Fly Patterns of the Umpqua Feather Merchants is perhaps the most comprehensive pattern-only book around today. It contains 1500 flies, basically the catalog of Umpqua for their foreign-tied flies. Has a metal comb binding to lay easily on the bench. Nine fly patterns per page.

It pops up on eBay, etc. for ridiculous prices - $200 - $250. I was able to buy one a few months ago at the local used book store for $30. 

Trolling Flies for Trout and Salmon is a neat book for those of us in New England. It was a collection of all of the trolling streamers around at the time, tied by a variety of tyers (including the Monadnock Region’s own Ora Smith).  The first third of the book is text, followed by flies, 3 to a page. This came in a couple of versions. The first edition was paperback, with a black cover. The second hardcover edition had a greenish slipcover (pictured). Out of print, and prices range from $65 or so for the soft cover to over $100 for the hardcover. Yikes.

= Tasks for this exercise =
a. Reproduce the fly book excerpt word for word from "Fly Patterns of" up to and including "patterns per page.".
b. Rewrite the paragraph of the fly book excerpt that begins "Trolling Flies for Trout and Salmon" as a short bulleted list that keeps its main facts.
The lines that come after this have no connection to the fly book excerpt.

= Source data =
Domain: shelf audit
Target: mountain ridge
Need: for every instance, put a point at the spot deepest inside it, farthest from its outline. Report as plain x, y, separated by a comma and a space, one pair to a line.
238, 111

= Per-task answers =
a.
Fly Patterns of the Umpqua Feather Merchants is perhaps the most comprehensive pattern-only book around today. It contains 1500 flies, basically the catalog of Umpqua for their foreign-tied flies. Has a metal comb binding to lay easily on the bench. Nine fly patterns per page.

b.
- Trolling Flies for Trout and Salmon is a neat book for New England readers.
- It collected all the trolling streamers around at the time, tied by a variety of tyers, including the Monadnock Region's Ora Smith.
- The first third is text, followed by flies, three to a page.
- The first edition was a paperback with a black cover.
- The second edition was a hardcover with a greenish slipcover.
- It is out of print. Prices run from about $65 for the soft cover to over $100 for the hardcover.